REQUIRED WORK - Could you output every line of the items below as a numbered list, omitting any blank lines?

— Start —

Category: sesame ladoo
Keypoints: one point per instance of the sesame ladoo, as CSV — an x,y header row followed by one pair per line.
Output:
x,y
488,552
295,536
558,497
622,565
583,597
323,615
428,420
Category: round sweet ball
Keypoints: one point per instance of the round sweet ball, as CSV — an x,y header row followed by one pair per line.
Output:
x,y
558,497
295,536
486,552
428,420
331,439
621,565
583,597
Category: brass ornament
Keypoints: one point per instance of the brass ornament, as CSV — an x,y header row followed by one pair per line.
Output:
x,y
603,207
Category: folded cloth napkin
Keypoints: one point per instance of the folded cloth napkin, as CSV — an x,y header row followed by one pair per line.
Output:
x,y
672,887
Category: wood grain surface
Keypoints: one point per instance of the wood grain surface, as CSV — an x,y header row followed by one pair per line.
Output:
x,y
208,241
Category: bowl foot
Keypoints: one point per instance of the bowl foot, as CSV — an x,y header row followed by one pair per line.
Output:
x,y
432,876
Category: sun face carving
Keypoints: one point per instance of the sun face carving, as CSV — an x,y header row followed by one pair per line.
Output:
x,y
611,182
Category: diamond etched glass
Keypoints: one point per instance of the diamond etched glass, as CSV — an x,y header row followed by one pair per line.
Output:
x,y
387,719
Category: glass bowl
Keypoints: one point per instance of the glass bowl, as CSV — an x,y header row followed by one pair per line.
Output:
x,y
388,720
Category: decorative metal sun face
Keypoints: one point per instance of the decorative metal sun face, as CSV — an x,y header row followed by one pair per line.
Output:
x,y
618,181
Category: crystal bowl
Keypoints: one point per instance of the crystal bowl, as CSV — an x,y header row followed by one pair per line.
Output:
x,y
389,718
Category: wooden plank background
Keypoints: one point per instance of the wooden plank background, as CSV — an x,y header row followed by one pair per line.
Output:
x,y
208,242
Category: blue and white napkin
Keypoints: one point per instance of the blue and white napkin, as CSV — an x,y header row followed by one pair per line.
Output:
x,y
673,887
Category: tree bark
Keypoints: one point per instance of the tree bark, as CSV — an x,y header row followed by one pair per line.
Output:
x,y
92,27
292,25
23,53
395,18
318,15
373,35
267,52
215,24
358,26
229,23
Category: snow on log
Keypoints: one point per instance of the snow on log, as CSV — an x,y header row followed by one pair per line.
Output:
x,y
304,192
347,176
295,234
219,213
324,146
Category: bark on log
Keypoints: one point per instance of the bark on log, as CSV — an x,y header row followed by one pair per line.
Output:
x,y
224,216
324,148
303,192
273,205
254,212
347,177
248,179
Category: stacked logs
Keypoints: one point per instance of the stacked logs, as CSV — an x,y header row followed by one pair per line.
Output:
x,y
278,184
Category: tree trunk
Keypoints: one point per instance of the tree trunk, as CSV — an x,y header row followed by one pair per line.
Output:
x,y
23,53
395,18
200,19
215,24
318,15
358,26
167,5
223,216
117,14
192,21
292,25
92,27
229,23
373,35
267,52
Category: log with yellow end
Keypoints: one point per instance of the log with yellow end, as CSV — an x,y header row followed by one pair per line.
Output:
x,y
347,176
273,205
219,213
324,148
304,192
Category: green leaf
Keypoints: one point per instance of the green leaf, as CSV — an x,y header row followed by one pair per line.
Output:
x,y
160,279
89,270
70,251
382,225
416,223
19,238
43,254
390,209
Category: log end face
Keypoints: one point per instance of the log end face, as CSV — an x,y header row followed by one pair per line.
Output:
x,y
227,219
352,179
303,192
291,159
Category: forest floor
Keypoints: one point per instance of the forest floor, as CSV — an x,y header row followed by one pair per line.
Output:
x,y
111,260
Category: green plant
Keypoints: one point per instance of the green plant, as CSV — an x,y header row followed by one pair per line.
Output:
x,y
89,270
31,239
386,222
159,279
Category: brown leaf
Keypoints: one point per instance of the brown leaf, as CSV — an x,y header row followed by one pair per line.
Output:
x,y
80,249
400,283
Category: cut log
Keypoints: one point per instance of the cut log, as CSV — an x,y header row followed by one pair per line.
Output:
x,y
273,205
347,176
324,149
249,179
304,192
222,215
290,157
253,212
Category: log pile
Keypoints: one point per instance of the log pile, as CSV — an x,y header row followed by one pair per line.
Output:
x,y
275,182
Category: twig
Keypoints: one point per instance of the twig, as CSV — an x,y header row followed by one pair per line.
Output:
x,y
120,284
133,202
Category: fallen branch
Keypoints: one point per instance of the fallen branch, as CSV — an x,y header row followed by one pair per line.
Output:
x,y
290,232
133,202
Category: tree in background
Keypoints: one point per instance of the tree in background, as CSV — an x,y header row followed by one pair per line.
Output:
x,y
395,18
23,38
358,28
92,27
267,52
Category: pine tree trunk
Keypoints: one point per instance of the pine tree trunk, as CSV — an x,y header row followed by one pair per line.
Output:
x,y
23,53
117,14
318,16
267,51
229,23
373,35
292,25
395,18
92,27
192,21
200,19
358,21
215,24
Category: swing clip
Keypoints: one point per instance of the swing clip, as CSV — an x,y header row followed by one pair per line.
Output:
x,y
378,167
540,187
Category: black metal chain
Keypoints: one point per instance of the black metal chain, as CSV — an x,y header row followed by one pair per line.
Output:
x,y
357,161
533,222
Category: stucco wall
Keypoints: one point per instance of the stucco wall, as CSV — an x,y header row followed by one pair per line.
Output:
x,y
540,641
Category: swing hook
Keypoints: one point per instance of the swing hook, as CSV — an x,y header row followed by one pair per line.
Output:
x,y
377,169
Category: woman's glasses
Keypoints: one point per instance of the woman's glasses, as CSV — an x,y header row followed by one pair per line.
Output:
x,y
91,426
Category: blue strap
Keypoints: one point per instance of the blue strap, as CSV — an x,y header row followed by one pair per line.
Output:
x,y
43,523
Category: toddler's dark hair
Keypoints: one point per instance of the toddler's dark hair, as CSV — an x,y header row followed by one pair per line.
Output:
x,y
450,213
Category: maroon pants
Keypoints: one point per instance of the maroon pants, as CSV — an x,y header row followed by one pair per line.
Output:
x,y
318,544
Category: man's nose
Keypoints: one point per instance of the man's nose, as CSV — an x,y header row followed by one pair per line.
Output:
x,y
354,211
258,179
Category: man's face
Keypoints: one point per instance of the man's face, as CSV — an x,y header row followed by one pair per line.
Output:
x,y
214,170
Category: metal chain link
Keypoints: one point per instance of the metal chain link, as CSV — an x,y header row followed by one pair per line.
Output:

— End —

RESPONSE -
1. Category: sesame ladoo
2. Keypoints: one point per instance of the sesame ladoo, as CSV — an x,y header row followed by one pair per line.
3. Output:
4. x,y
5. 488,552
6. 295,536
7. 558,497
8. 622,565
9. 583,597
10. 323,615
11. 428,420
12. Category: round sweet ball
13. Keypoints: one point per instance of the round sweet ball, as CSV — an x,y header row followed by one pair per line.
14. Output:
15. x,y
16. 558,497
17. 295,536
18. 486,552
19. 428,420
20. 331,439
21. 621,565
22. 583,597
23. Category: brass ornament
24. Keypoints: one point per instance of the brass ornament, as CSV — an x,y header row followed by one pair per line.
25. Output:
26. x,y
27. 603,207
28. Category: folded cloth napkin
29. Keypoints: one point per instance of the folded cloth napkin, as CSV — an x,y header row followed by one pair per line.
30. Output:
31. x,y
32. 672,887
33. Category: wood grain surface
34. Keypoints: one point per instance of the wood grain surface, as CSV — an x,y header row followed by one pair per line.
35. Output:
36. x,y
37. 208,241
38. Category: bowl foot
39. Keypoints: one point per instance of the bowl foot, as CSV — an x,y header row followed by one pair per line.
40. Output:
41. x,y
42. 432,876
43. Category: sun face carving
44. Keypoints: one point per instance of the sun face carving, as CSV — an x,y header row followed by one pair per line.
45. Output:
46. x,y
47. 611,182
48. Category: diamond etched glass
49. Keypoints: one point per instance of the diamond etched glass, as CSV — an x,y header row followed by one pair per line.
50. Output:
51. x,y
52. 387,719
53. Category: glass bowl
54. Keypoints: one point per instance of the glass bowl, as CSV — an x,y header row followed by one pair per line.
55. Output:
56. x,y
57. 388,720
58. Category: decorative metal sun face
59. Keypoints: one point per instance of the decorative metal sun face, as CSV — an x,y header row followed by one pair per line.
60. Output:
61. x,y
62. 618,181
63. Category: crystal bowl
64. Keypoints: one point per instance of the crystal bowl, as CSV — an x,y header row followed by one pair per line.
65. Output:
66. x,y
67. 389,718
68. Category: wooden plank background
69. Keypoints: one point per instance of the wooden plank background, as CSV — an x,y header row followed by one pair per line.
70. Output:
71. x,y
72. 208,242
73. Category: blue and white napkin
74. Keypoints: one point per instance of the blue and white napkin, as CSV — an x,y header row followed by one pair per line.
75. Output:
76. x,y
77. 673,887
78. Category: tree bark
79. Keypoints: one point per instance of the tree bark, as CSV — an x,y header row followed by one pair per line.
80. Output:
81. x,y
82. 92,27
83. 292,25
84. 23,53
85. 395,18
86. 318,15
87. 373,35
88. 267,52
89. 215,24
90. 358,26
91. 229,23
92. Category: snow on log
93. Keypoints: one point per instance of the snow on log, as CSV — an x,y header row followed by one pair per line.
94. Output:
95. x,y
96. 304,192
97. 347,176
98. 295,234
99. 219,213
100. 324,146
101. Category: bark on log
102. Keypoints: one point per instance of the bark on log, as CSV — an x,y header row followed by one pair per line.
103. Output:
104. x,y
105. 224,216
106. 324,148
107. 303,192
108. 273,205
109. 254,212
110. 347,177
111. 248,179
112. Category: stacked logs
113. Keypoints: one point per instance of the stacked logs, as CSV — an x,y header row followed by one pair per line.
114. Output:
115. x,y
116. 278,184
117. Category: tree trunk
118. Keypoints: one point per instance of the tree trunk, as CSV — an x,y header row followed by one pair per line.
119. Output:
120. x,y
121. 23,53
122. 395,18
123. 200,19
124. 215,24
125. 318,15
126. 358,26
127. 167,5
128. 223,216
129. 117,14
130. 192,21
131. 292,25
132. 92,27
133. 229,23
134. 373,35
135. 267,52
136. Category: log with yellow end
137. Keypoints: one point per instance of the log with yellow end, as CSV — an x,y header row followed by one pair per line.
138. Output:
139. x,y
140. 347,176
141. 273,205
142. 219,213
143. 324,148
144. 304,192
145. Category: green leaf
146. Keypoints: one point per instance of the green leaf, as CSV — an x,y header row followed by one pair per line.
147. Output:
148. x,y
149. 160,279
150. 89,270
151. 70,251
152. 382,225
153. 416,223
154. 19,238
155. 43,254
156. 390,209
157. Category: log end face
158. Keypoints: one point per instance of the log end face, as CSV — an x,y header row followed by one pair per line.
159. Output:
160. x,y
161. 227,219
162. 352,179
163. 303,192
164. 291,159
165. Category: forest floor
166. Keypoints: one point per instance of the forest floor, as CSV — an x,y header row followed by one pair per line.
167. Output:
168. x,y
169. 111,260
170. Category: green plant
171. Keypoints: one point per instance of the green plant, as CSV — an x,y header row followed by one pair per line.
172. Output:
173. x,y
174. 89,270
175. 31,239
176. 386,222
177. 159,279
178. Category: brown leaf
179. Keypoints: one point per instance of the brown leaf, as CSV — an x,y header row followed by one pair per line.
180. Output:
181. x,y
182. 80,249
183. 400,283
184. Category: cut log
185. Keypoints: one point per instance of the cut log, as CSV — an x,y header row followed by one pair per line.
186. Output:
187. x,y
188. 273,205
189. 347,176
190. 324,149
191. 249,179
192. 304,192
193. 222,215
194. 290,157
195. 253,212
196. Category: log pile
197. Keypoints: one point per instance of the log pile, as CSV — an x,y header row followed by one pair per line.
198. Output:
199. x,y
200. 275,182
201. Category: twig
202. Keypoints: one point per instance of the twig, as CSV — an x,y header row followed by one pair per line.
203. Output:
204. x,y
205. 120,284
206. 133,202
207. Category: fallen branch
208. Keypoints: one point per instance of the fallen branch, as CSV — an x,y header row followed by one pair per line.
209. Output:
210. x,y
211. 290,232
212. 133,202
213. Category: tree in background
214. Keypoints: one point per instance of the tree in background, as CSV — an x,y header row followed by one pair per line.
215. Output:
216. x,y
217. 395,18
218. 23,38
219. 358,28
220. 92,27
221. 267,52
222. Category: pine tree trunk
223. Keypoints: one point per instance of the pine tree trunk, as CSV — an x,y header row followed by one pair per line.
224. Output:
225. x,y
226. 23,53
227. 117,14
228. 318,16
229. 267,51
230. 229,23
231. 373,35
232. 292,25
233. 395,18
234. 92,27
235. 192,21
236. 200,19
237. 358,21
238. 215,24
239. Category: swing clip
240. Keypoints: one point per instance of the swing clip, as CSV — an x,y header row followed by one pair per line.
241. Output:
242. x,y
243. 378,167
244. 540,187
245. Category: black metal chain
246. Keypoints: one point per instance of the black metal chain, as CSV — an x,y header row followed by one pair per line.
247. Output:
248. x,y
249. 357,161
250. 533,222
251. Category: stucco wall
252. Keypoints: one point per instance of the stucco wall, as CSV — an x,y header row followed by one pair per line.
253. Output:
254. x,y
255. 540,641
256. Category: swing hook
257. Keypoints: one point per instance of the swing hook, as CSV — an x,y header row followed by one pair per line.
258. Output:
259. x,y
260. 377,169
261. Category: woman's glasses
262. Keypoints: one point per instance of the woman's glasses, as CSV — an x,y header row followed by one pair per line.
263. Output:
264. x,y
265. 91,426
266. Category: blue strap
267. Keypoints: one point per instance of the blue strap, as CSV — an x,y header row followed by one pair per line.
268. Output:
269. x,y
270. 43,523
271. Category: toddler's dark hair
272. Keypoints: one point per instance of the toddler's dark hair, as CSV — an x,y header row followed by one pair per line.
273. Output:
274. x,y
275. 450,213
276. Category: maroon pants
277. Keypoints: one point per instance of the maroon pants, as CSV — an x,y header row followed by one pair per line.
278. Output:
279. x,y
280. 318,544
281. Category: man's nose
282. Keypoints: one point per instance of the man's nose, as CSV — an x,y header row followed by one pair per line.
283. Output:
284. x,y
285. 354,211
286. 258,179
287. Category: man's face
288. Keypoints: one point per instance of the man's face, as CSV — an x,y header row followed by one pair per line.
289. Output:
290. x,y
291. 214,170
292. Category: metal chain link
293. Keypoints: one point per instance of the metal chain link, as CSV — an x,y header row followed by one pair per line.
294. Output:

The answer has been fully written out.